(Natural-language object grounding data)
⁂
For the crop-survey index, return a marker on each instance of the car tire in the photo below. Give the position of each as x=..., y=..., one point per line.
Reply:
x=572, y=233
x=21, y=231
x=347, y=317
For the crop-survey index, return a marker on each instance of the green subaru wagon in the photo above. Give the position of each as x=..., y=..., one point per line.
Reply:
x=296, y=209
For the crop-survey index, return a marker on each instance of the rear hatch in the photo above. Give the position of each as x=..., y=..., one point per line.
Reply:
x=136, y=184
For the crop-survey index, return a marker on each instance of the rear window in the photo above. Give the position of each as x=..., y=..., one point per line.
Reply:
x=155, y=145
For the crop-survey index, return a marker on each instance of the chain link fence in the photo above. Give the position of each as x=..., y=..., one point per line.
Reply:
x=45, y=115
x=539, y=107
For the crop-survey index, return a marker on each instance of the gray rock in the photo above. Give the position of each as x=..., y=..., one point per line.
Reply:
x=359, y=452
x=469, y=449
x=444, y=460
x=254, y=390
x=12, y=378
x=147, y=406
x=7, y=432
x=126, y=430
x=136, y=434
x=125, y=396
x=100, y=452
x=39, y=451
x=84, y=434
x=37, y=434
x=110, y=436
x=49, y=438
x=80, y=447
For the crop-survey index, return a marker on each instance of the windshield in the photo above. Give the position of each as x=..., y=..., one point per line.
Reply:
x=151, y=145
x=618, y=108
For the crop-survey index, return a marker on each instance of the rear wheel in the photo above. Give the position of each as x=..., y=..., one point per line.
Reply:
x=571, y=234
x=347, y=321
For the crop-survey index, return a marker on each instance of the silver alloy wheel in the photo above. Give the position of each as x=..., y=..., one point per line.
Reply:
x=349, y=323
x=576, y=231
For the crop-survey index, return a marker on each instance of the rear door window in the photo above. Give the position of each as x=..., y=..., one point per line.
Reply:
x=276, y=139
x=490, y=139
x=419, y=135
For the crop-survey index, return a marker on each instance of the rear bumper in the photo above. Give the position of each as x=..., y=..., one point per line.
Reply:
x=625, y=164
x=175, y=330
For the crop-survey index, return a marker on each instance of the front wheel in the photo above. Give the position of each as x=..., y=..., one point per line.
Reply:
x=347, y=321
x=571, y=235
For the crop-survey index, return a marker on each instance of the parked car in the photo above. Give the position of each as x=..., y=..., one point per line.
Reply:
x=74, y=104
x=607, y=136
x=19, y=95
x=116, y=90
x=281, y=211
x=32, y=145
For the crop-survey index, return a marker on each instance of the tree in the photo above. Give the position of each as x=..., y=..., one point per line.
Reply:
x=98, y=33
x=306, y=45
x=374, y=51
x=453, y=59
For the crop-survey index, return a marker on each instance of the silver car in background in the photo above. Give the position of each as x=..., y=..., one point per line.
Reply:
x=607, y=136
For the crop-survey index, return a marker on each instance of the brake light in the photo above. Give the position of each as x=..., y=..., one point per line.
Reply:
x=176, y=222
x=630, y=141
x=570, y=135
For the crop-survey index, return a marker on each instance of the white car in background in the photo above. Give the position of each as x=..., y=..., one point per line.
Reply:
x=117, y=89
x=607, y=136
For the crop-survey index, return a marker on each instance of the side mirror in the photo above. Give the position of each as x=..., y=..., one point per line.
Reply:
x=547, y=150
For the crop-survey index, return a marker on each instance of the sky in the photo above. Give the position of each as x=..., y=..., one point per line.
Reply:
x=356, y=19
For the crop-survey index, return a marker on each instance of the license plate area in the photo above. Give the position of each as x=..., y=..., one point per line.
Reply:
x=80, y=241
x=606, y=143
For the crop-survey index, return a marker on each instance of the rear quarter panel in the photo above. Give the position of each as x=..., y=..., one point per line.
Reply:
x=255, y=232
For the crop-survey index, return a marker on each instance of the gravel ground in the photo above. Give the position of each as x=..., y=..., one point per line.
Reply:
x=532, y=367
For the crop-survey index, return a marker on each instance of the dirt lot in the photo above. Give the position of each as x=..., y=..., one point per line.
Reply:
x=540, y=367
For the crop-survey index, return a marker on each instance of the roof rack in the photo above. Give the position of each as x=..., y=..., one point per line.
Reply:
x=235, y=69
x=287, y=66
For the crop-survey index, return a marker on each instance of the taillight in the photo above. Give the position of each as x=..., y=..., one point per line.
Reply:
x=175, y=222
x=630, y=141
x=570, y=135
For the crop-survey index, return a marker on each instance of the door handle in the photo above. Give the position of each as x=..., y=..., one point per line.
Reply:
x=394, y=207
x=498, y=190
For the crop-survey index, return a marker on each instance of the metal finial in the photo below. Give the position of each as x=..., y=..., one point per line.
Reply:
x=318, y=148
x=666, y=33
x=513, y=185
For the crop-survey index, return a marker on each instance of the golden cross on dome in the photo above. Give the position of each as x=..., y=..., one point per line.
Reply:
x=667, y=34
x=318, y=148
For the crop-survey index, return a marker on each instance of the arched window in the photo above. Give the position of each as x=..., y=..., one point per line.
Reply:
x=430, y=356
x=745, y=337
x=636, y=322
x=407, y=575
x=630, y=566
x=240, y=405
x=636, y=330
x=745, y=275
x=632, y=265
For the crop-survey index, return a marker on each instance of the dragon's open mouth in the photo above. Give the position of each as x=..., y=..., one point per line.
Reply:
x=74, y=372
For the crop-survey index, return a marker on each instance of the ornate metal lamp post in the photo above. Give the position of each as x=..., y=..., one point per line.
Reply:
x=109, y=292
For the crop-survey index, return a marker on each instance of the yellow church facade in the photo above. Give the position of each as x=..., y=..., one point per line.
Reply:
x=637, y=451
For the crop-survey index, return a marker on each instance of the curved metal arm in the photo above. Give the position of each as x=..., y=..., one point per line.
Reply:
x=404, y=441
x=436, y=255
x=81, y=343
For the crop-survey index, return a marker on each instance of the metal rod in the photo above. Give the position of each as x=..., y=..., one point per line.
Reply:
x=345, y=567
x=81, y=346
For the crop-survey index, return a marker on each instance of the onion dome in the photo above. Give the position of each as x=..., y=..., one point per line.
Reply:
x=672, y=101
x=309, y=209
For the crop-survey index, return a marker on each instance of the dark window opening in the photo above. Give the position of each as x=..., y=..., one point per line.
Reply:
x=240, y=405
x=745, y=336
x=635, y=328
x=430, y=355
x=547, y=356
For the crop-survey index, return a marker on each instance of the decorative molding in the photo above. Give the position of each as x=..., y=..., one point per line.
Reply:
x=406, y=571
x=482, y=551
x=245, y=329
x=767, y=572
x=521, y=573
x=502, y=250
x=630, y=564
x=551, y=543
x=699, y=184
⁂
EXERCISE: Where a line of the records above holds the word "dome", count it; give the total as a single number and nothing else.

YOUR RESPONSE: 2